The task -
Please count the lines in the stored data entries that contain the string "positive", treating uppercase and lowercase as different. Give only the number.

Stored data entries -
****************

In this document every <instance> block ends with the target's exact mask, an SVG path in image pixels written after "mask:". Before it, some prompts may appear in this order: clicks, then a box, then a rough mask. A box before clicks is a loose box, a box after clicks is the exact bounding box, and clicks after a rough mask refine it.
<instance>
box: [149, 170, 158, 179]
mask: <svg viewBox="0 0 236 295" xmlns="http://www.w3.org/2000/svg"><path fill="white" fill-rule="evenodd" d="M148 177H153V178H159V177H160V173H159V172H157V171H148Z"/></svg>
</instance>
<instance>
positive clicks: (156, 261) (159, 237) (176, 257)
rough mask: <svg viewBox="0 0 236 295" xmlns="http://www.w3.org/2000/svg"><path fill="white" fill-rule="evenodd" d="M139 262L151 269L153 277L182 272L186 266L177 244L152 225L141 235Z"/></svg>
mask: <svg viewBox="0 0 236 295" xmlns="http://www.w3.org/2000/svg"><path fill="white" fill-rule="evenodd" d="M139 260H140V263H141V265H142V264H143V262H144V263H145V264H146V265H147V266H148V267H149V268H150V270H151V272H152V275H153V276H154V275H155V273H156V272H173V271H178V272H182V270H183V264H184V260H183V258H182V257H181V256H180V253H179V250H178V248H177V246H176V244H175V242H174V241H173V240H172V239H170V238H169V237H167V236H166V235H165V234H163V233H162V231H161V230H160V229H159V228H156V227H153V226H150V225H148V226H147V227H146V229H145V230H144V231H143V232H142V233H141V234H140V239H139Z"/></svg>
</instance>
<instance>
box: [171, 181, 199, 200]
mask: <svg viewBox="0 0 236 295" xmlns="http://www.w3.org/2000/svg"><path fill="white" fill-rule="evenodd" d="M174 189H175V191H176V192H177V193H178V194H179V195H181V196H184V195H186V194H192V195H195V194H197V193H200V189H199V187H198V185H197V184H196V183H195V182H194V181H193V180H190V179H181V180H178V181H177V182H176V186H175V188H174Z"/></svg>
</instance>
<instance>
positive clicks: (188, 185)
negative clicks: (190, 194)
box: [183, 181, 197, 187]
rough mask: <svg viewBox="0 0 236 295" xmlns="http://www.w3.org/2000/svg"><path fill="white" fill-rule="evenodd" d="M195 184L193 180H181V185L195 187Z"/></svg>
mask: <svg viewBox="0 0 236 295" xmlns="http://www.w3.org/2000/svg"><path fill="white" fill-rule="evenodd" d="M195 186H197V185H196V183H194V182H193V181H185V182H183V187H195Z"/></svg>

****************

Response area -
2